> **Data listing**
▼
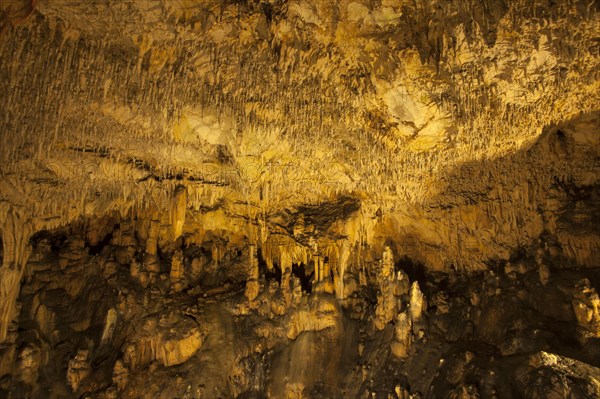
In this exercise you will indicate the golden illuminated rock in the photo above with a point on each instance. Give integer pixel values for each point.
(299, 198)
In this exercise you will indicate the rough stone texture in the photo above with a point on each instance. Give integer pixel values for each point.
(299, 198)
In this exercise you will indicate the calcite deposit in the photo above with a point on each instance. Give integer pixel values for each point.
(299, 199)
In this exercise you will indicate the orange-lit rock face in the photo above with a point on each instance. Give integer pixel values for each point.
(192, 193)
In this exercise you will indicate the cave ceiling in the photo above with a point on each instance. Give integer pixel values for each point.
(400, 112)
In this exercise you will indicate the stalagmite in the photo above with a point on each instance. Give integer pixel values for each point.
(252, 285)
(402, 335)
(109, 326)
(79, 369)
(285, 262)
(227, 198)
(177, 211)
(176, 274)
(417, 303)
(387, 298)
(15, 244)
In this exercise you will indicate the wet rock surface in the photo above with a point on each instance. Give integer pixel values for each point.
(299, 199)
▲
> **Exercise directions**
Rewrite all the lines above, keeping the requests, and lower every point coordinate in the answers by 117. Leave the pictures out.

> **Exercise solution**
In this exercise you will indicate the golden illuminated rock in the photo above with a point on each instance. Give integer pixel values for each point.
(182, 81)
In this exercise you will indicate the rough stone texture in the photo above with a point on each instance. Give integer pixel values for each point.
(182, 81)
In this exercise you will indicate the calcite deposit in the photo above with a point on each instance. Give integer pixel values for each point.
(182, 82)
In this exercise you will indicate the orange-lit rock face in the photo above with a point on each instance. Give integer pixel values for each point.
(75, 76)
In this exercise you will indicate the cave ceiling in the photo above with a point on each instance. Give integer pixel values for each point.
(283, -5)
In this exercise you will indicate the stalagmite in the photo above with a point on each instance. Give integer pixel values for each point.
(135, 168)
(285, 218)
(-8, 209)
(-38, 252)
(168, 145)
(110, 81)
(60, 94)
(59, 157)
(300, 186)
(270, 181)
(-102, 127)
In this exercise you will indicate the wet rock surface in the photo above with a point on each instance. Give integer pixel values for each point.
(182, 82)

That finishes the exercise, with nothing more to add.